───── RECORDS FOR THIS TASK

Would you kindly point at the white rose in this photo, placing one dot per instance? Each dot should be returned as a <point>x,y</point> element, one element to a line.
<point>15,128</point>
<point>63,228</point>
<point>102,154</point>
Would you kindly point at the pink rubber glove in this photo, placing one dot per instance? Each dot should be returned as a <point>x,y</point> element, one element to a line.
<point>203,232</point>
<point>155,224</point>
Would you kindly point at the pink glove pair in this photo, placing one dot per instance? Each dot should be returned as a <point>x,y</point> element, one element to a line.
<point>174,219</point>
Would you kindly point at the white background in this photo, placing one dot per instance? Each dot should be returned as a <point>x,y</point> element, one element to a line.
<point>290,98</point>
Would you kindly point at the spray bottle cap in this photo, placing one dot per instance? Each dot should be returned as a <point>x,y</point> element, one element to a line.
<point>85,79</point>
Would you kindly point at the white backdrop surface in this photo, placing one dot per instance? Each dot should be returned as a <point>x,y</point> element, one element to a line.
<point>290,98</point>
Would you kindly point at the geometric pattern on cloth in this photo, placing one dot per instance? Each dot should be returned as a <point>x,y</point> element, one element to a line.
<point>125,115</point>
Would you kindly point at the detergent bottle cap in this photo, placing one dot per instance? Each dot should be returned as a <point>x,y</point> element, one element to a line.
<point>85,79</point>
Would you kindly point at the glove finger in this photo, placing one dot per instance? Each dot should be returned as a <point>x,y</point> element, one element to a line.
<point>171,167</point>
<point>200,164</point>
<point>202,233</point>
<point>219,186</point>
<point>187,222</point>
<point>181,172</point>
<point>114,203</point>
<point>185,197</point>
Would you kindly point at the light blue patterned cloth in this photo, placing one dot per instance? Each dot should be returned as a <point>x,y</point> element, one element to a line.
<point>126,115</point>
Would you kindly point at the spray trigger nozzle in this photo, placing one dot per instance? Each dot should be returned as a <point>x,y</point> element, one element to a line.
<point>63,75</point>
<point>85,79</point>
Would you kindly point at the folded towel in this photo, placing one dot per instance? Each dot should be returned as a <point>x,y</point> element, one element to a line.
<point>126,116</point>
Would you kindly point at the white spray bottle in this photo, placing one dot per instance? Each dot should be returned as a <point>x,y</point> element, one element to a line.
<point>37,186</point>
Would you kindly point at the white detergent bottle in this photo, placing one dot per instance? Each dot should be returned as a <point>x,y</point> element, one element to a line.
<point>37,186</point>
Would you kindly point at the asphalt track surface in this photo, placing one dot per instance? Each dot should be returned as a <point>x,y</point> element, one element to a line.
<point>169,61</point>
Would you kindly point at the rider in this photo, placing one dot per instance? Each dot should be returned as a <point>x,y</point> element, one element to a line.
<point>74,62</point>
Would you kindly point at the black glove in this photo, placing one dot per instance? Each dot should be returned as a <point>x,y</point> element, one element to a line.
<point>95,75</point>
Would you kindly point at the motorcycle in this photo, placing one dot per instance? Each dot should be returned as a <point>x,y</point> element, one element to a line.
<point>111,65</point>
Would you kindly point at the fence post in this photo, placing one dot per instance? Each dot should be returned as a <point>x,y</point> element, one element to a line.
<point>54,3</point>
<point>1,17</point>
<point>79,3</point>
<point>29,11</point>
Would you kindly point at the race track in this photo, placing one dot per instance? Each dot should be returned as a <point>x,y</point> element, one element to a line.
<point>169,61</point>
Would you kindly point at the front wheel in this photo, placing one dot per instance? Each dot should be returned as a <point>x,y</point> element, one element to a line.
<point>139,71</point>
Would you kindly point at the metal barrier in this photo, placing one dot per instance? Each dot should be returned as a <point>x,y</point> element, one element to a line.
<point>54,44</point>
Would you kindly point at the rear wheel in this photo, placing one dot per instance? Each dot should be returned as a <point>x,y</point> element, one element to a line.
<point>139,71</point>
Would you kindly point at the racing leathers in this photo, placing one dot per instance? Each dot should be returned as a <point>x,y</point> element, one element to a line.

──────────

*DIRECTIONS*
Your task is to print all of the records exactly.

*WRITTEN ANSWER*
Would you kindly point at the white rose in this photo, placing one dot per instance? Each dot should be returned as a <point>x,y</point> element, one element to a line.
<point>15,128</point>
<point>63,228</point>
<point>102,154</point>
Would you kindly point at the pink rubber glove in this photo, placing one dot per instance? Each dot should be returned as a <point>x,y</point> element, one element to a line.
<point>203,232</point>
<point>155,224</point>
Would you kindly point at the pink glove pair in this photo, placing one dot per instance? Each dot should be returned as a <point>x,y</point> element, one element to a line.
<point>174,219</point>
Would you kindly point at the white background in this photo, placing one dot per instance? Each dot should be returned as a <point>x,y</point> element, one element to a line.
<point>290,98</point>
Would you kindly point at the spray bottle cap in this photo, placing one dot per instance? Each dot should be returned as a <point>x,y</point> element, one element to a line.
<point>85,79</point>
Would you kindly point at the white backdrop surface in this photo, placing one dot per instance? Each dot should be returned as a <point>x,y</point> element, one element to a line.
<point>290,98</point>
Would you kindly point at the geometric pattern on cloth in this photo, placing one dot per instance? Each dot should be returned as a <point>x,y</point> element, one element to a line.
<point>125,115</point>
Would you kindly point at the detergent bottle cap in this photo, placing one dot per instance? Each dot should be returned as a <point>x,y</point> element, one element to a line.
<point>85,79</point>
Would you kindly point at the glove finger in this photo, placing one dot per instance? Each dot should be returned as a <point>x,y</point> element, one element to a line.
<point>171,167</point>
<point>200,164</point>
<point>202,233</point>
<point>219,186</point>
<point>187,222</point>
<point>181,172</point>
<point>114,203</point>
<point>185,197</point>
Would you kindly point at the light blue patterned cloth in this photo, placing one dot per instance? Each dot should be returned as a <point>x,y</point> element, one element to a line.
<point>126,115</point>
Would you kindly point at the spray trigger nozzle in this photo, placing one dot per instance? Each dot should be returned as a <point>x,y</point> element, one element to a line.
<point>63,75</point>
<point>85,79</point>
Would you kindly point at the folded towel in this photo, placing one dot per instance? Each dot should be returned as a <point>x,y</point> element, one element to a line.
<point>126,116</point>
Would you kindly point at the white spray bottle in this photo, placing one dot per instance? Each dot should be returned as a <point>x,y</point> element, one element to a line.
<point>37,186</point>
Would you kindly point at the white detergent bottle in this photo, placing one dot per instance? Each dot should be returned as a <point>x,y</point> element, one element to a line.
<point>37,186</point>
Would you kindly point at the asphalt track surface in this photo, placing one dot per instance? Each dot should be returned as a <point>x,y</point> element, one element to a line.
<point>169,61</point>
Would you kindly point at the rider in this photo, placing one dot per instance? Each dot should be returned as a <point>x,y</point> element, one element to a line.
<point>74,62</point>
Would you kindly point at the black glove in this photo, placing one dot per instance? Each dot should be returned as a <point>x,y</point> element, one element to a line.
<point>95,75</point>
Would you kindly point at the motorcycle in this photo, placing one dot per instance? Each dot should be returned as a <point>x,y</point> element, one element to a line.
<point>111,65</point>
Would you kindly point at the fence post in this photo, placing one dot per instance? Each dot should be returned as a <point>x,y</point> element, one element to a line.
<point>54,3</point>
<point>1,17</point>
<point>79,3</point>
<point>29,11</point>
Would you kindly point at the race track in this photo, placing one dot per instance? Each dot should be returned as a <point>x,y</point> element, one element to a line.
<point>169,61</point>
Would you kindly point at the front wheel in this photo, placing one dot per instance? Each dot should be returned as a <point>x,y</point> element, one element to a line.
<point>139,71</point>
Would you kindly point at the metal barrier in this photo, placing one dot per instance? Each dot should be returned as a <point>x,y</point> element, one element to a line.
<point>54,44</point>
Would you kindly point at the rear wheel in this photo, placing one dot per instance? Each dot should be returned as a <point>x,y</point> element, one element to a line.
<point>139,71</point>
Would you kindly point at the racing leathers in this photo, placing one dot per instance? Each dot should be returned as a <point>x,y</point> element, one element to a line.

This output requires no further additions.